Passage provided:
## start

It would make a great Ph.D. dissertation to figure out empirically what the cause is, but I don't think it will happen! Let me know if you are successful. I hope you will be!


----------



## Tija (Dec 26, 2011)

I use white clay(clay powder&water) near the eyes, clay absorb tears and doesn't let them go to hair. Only you need to put and put clay all the time if many tears several times a day but it really work! Brown hair you can paint with natural hair colour and keep white face with clay. I noticed my girl tearing only in the garden or when she is not at home I think because of dust or wind also could be because of water I will try water from shop I heard it help some dogs.


----------



## Isobel (Aug 7, 2012)

Thanks for all of the replies, she is nearly four months old and she eats and drinks from shallow stainless steel puppy dishes.i am feeding her royal canin at the moment but she is definately teething as she will have a sneaky chew on anything she can find!
We have decided to call her Lola and I will post some pics as soon as I work out how to upload them from iPhone or iPad.


----------



## lmillette (Apr 23, 2012)

Isobel said:


> Thanks for all of the replies, she is nearly four months old and she eats and drinks from shallow stainless steel puppy dishes.i am feeding her royal canin at the moment but she is definately teething as she will have a sneaky chew on anything she can find!
> We have decided to call her Lola and I will post some pics as soon as I work out how to upload them from iPhone or iPad.


 
Here is the thread on how to post pictures from the App. Hope this helps!

http://spoiledmaltese.com/forum/77-...l-about-sms-mobile-app-picture-tutorials.html


----------



## edelweiss (Apr 23, 2010)

Lola, welcome! Can't wait to see your face!


----------



## luckylacy (Aug 7, 2012)

Where do u buy the Spa Lavish at? I think ill try that next.


----------

## end

Supplied material:

## start

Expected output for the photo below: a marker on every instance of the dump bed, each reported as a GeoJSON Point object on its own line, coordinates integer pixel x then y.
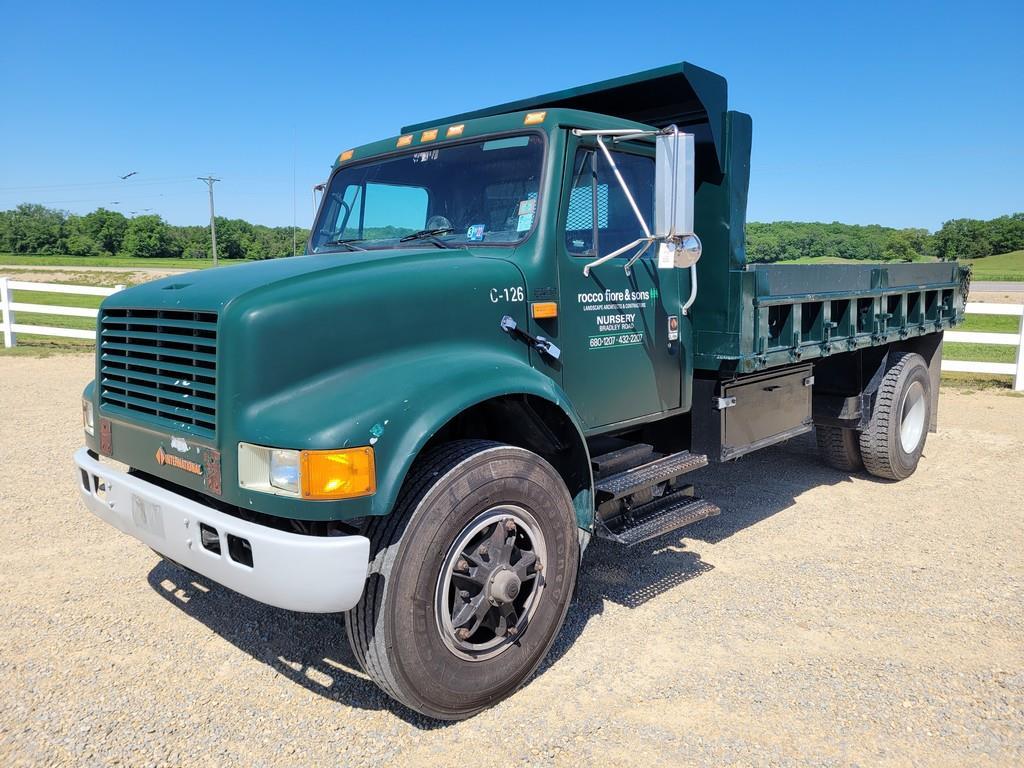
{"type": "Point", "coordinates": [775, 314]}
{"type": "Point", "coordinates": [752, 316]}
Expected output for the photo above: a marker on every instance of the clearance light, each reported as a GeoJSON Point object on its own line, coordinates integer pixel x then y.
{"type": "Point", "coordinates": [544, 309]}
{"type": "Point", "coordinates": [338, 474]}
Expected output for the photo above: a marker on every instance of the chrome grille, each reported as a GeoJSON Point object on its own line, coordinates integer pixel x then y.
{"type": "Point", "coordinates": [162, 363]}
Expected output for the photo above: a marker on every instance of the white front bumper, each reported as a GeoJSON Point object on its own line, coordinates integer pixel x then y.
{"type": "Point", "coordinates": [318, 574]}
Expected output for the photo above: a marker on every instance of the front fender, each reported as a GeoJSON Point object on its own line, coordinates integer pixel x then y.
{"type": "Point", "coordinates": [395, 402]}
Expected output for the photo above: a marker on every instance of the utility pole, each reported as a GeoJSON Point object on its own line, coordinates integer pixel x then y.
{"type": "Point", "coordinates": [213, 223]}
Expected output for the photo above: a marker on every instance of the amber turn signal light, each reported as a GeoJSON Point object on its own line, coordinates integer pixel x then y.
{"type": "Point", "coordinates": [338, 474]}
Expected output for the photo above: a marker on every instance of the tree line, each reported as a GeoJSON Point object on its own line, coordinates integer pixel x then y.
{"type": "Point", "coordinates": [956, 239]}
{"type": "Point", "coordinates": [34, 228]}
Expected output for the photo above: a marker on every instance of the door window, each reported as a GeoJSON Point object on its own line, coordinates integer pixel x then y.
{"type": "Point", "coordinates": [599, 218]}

## end

Written task A:
List the usernames that appear as headings over the posts in the forum thread.
Written task B:
From the forum thread, repeat the passage word for word, starting at "It would make" and ending at "you will be!".
Written task C:
Translate this sentence from the forum thread into Spanish: "Here is the thread on how to post pictures from the App."

Expected answer A:
Tija, Isobel, lmillette, edelweiss, luckylacy

Expected answer B:
It would make a great Ph.D. dissertation to figure out empirically what the cause is, but I don't think it will happen! Let me know if you are successful. I hope you will be!

Expected answer C:
Aquí está el hilo sobre cómo publicar fotos desde la aplicación.